### PASSAGE TO READ
* Begin *

A new negotiating session between the two sides has been scheduled for Friday morning.

Neutral Third Parties

At issue is the teachers’ demand for binding arbitration of grievances, which has divided negotiators for nearly a year. Specifically, the teachers say that they want the right to call in neutral third parties to settle grievance disputes; the district opposes binding arbitration as a costly erosion of its power.

The two sides say that they agree on virtually every other aspect of a contract to replace the one that expired Aug. 31. The district has offered to bring the teachers’ salaries to $24,145 for beginners and $48,776 for those with doctorate degrees plus 15 years of experience in the third year of the contract. The average teacher would earn $37,115 under the district’s proposal. Current salaries are $19,434 for beginners, $39,260 for a 15-year teacher with a doctorate and $29,874 for the average teacher.

* End *

Region annotation entries

* Begin *

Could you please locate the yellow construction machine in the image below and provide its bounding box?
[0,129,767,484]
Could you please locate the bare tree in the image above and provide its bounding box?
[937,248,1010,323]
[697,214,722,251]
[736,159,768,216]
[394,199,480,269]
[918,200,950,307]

* End *

### PROBLEM A
Write out the passage on the teachers' contract talks word for word, in full.
### PROBLEM B
Give back the stretch of the rows from their start through the line containing "[0,129,767,484]", copied exactly.

### TASK RESPONSE A
A new negotiating session between the two sides has been scheduled for Friday morning.

Neutral Third Parties

At issue is the teachers’ demand for binding arbitration of grievances, which has divided negotiators for nearly a year. Specifically, the teachers say that they want the right to call in neutral third parties to settle grievance disputes; the district opposes binding arbitration as a costly erosion of its power.

The two sides say that they agree on virtually every other aspect of a contract to replace the one that expired Aug. 31. The district has offered to bring the teachers’ salaries to $24,145 for beginners and $48,776 for those with doctorate degrees plus 15 years of experience in the third year of the contract. The average teacher would earn $37,115 under the district’s proposal. Current salaries are $19,434 for beginners, $39,260 for a 15-year teacher with a doctorate and $29,874 for the average teacher.

### TASK RESPONSE B
Could you please locate the yellow construction machine in the image below and provide its bounding box?
[0,129,767,484]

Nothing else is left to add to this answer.